* [Task directions]: Please repeat the article about the court ruling on the Wine of Babylon painting word for word.

** START OF Page text **

SAN FRANCISCO – A California production company obtained a partial summary judgment in a case involving the ownership of a famous French painting titled Wine of Babylon.
U.S. Circuit Judge Margaret McKeown, in the bench of the U.S. Court of Appeals for the Ninth Circuit, issued a 31-page ruling on Aug. 29, affirming and vacating in part the U.S. District Court for the Central District of California, in the lawsuit filed by G&G Productions LLC against Rita Rusic.
G&G sued Rusic in regards to the ownership of Wine of Babylon, an oil painting by the French artist Jean-Michel Basquiat.
Judge M Margaret McKeown
As mentioned in the ruling, G&G "alleged that Rusic stole the painting from her former husband and G&G’s predecessor-in-interest, Vittorio Cecchi Gori, an Academy Award-winning Italian film producer."
The same document stated that "the panel applied the substantive law of California, which involved determining the accrual dates of G&G’s various claims and assessing their timeliness under California’s borrowing statute," and that "there was no dispute that all of G&G’s causes of action arose in Italy."
Just like in a movie critique, Judge McKeown starts her opinion in the ruling with a passionate description of the case.
"What happens when you cross an Academy Award-winning Italian film producer, a Croatian actress-turned-producer, a bitter divorce, an oil painting worth millions of dollars, and dozens of pages of untranslated Italian law in the court of appeals? The answer, we conclude, is a procedural morass and a remand to the district court," McKeown said.
As stated in the ruling, Vittorio Gori, the owner of the company, "is a well-known film producer and former Italian politician," who, in 1983, "married Rita Rusic, a Croatian-born actress, singer, and film producer who is now a citizen of Italy," agreeing to "keep their assets separate under Italian law."

** END OF Page text **
** START OF Supplied entries **

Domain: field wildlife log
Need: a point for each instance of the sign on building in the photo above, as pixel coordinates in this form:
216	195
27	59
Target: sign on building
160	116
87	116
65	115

** END OF Supplied entries **

* [Task answer]:
SAN FRANCISCO – A California production company obtained a partial summary judgment in a case involving the ownership of a famous French painting titled Wine of Babylon.
U.S. Circuit Judge Margaret McKeown, in the bench of the U.S. Court of Appeals for the Ninth Circuit, issued a 31-page ruling on Aug. 29, affirming and vacating in part the U.S. District Court for the Central District of California, in the lawsuit filed by G&G Productions LLC against Rita Rusic.
G&G sued Rusic in regards to the ownership of Wine of Babylon, an oil painting by the French artist Jean-Michel Basquiat.
Judge M Margaret McKeown
As mentioned in the ruling, G&G "alleged that Rusic stole the painting from her former husband and G&G’s predecessor-in-interest, Vittorio Cecchi Gori, an Academy Award-winning Italian film producer."
The same document stated that "the panel applied the substantive law of California, which involved determining the accrual dates of G&G’s various claims and assessing their timeliness under California’s borrowing statute," and that "there was no dispute that all of G&G’s causes of action arose in Italy."
Just like in a movie critique, Judge McKeown starts her opinion in the ruling with a passionate description of the case.
"What happens when you cross an Academy Award-winning Italian film producer, a Croatian actress-turned-producer, a bitter divorce, an oil painting worth millions of dollars, and dozens of pages of untranslated Italian law in the court of appeals? The answer, we conclude, is a procedural morass and a remand to the district court," McKeown said.
As stated in the ruling, Vittorio Gori, the owner of the company, "is a well-known film producer and former Italian politician," who, in 1983, "married Rita Rusic, a Croatian-born actress, singer, and film producer who is now a citizen of Italy," agreeing to "keep their assets separate under Italian law."